### Documento
O destaque das perdas, pelo simbologia histórica da influência do PCP na cintura industrial da Grande Lisboa, vai para o distrito de Setúbal. Os comunistas perderam a liderança histórica da Câmara de Almada para os socialistas, tendo a ex-deputada Inês de Medeiros (irmão da atriz Maria de Medeiros e filha do maestro António Vitorino de Almeida) sido eleita a nova edil com uma diferença de apenas 213 votos. A Câmara de Almada tinha sido sempre governada pelo PCP desde as primeiras eleições locais em 1976.

E perderam o Barreiro — onde os sindicatos do PCP sempre tiveram uma grande influência devido à forte industrialização daquele concelho da Margem Sul do Tejo — numa disputa cerrada, cujos resultados oficiais só surgiram depois das 4h da manhã. Com o mesmo número de vereadores que o PCP, o PS teve mais 1.465 votos e conseguiu eleger Frederico Alexandre Rosa como o novo presidente de câmara.

A CDU também perdeu em Alcochete por uma margem diminuta: 190 votos. Mais uma vez, para os socialistas.

No resto do distrito de Setúbal, onde o PCP tem a maior implantação autárquica no país e partia para as eleições com 11 autarquias, os comunistas conseguiram manter Alcácer do Sal e Grândola (conquistadas ao PS em 2013), Moita, Palmela, Santiago do Cacém, Seixal e Sesimbra. Além de terem reforçado a maioria absoluta na capital de distrito em Setúbal com a edil Maria das Dores Meira.

No distrito de Beja, outro feudo histórico dos comunistas, a implantação da CDU ficou reduzida a metade: de 8 passou para 4 autarquias. Além de ter pedido a capital de distrito propriamente dita, cedeu igualmente ao PS Barrancos, Moura e Castro Verde — que, tal como Almada, era governada pelos comunistas desde 1976. A CDU manteve apenas Alvito, Cuba, Serpa e Vidigueira.

Em Évora, a CDU perdeu a autarquia do Alandroal. Constância, no distrito de Santarém, também passou para as mãos dos socialistas, de acordo com o resultados oficiais da Comissão Nacional de Eleições.

### Exercícios
(A) Segundo o texto sobre as eleições locais, por quantos votos a CDU perdeu Alcochete?
(B) No texto sobre as eleições locais, substitua "socialistas" por "PS" no trecho que começa com as palavras "Em Évora, a" e termina com "Nacional de Eleições.", e escreva esse trecho de novo.
(C) Resuma o texto sobre as eleições locais em duas frases.
Os itens abaixo são um material à parte, sem relação com o texto.

Dados de segmentação:
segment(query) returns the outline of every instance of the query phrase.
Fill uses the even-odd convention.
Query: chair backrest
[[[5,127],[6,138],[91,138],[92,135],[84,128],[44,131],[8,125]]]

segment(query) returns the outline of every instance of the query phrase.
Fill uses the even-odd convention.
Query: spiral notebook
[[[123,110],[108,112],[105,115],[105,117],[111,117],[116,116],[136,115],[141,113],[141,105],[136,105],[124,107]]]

...

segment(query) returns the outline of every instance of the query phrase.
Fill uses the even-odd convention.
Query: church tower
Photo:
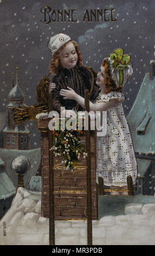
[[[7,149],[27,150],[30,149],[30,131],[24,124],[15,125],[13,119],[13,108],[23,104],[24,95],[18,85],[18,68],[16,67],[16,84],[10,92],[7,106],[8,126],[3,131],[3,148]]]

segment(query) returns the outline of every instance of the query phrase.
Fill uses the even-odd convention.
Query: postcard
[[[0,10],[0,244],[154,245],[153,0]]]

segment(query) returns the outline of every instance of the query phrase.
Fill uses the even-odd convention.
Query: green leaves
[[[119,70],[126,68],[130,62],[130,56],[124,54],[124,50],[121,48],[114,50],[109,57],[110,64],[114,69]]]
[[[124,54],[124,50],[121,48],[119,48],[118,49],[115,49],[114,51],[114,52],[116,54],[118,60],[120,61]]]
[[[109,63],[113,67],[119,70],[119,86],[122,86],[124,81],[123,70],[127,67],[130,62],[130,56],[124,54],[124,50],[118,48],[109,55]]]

### Respostas
(A) Por 190 votos.

(B)
Em Évora, a CDU perdeu a autarquia do Alandroal. Constância, no distrito de Santarém, também passou para as mãos dos PS, de acordo com o resultados oficiais da Comissão Nacional de Eleições.

(C) No distrito de Setúbal, os comunistas perderam para os socialistas as câmaras de Almada, Barreiro e Alcochete, mas mantiveram outras autarquias e reforçaram a maioria absoluta em Setúbal. No distrito de Beja, a CDU passou de 8 para 4 autarquias, e perdeu também o Alandroal, em Évora, e Constância, no distrito de Santarém.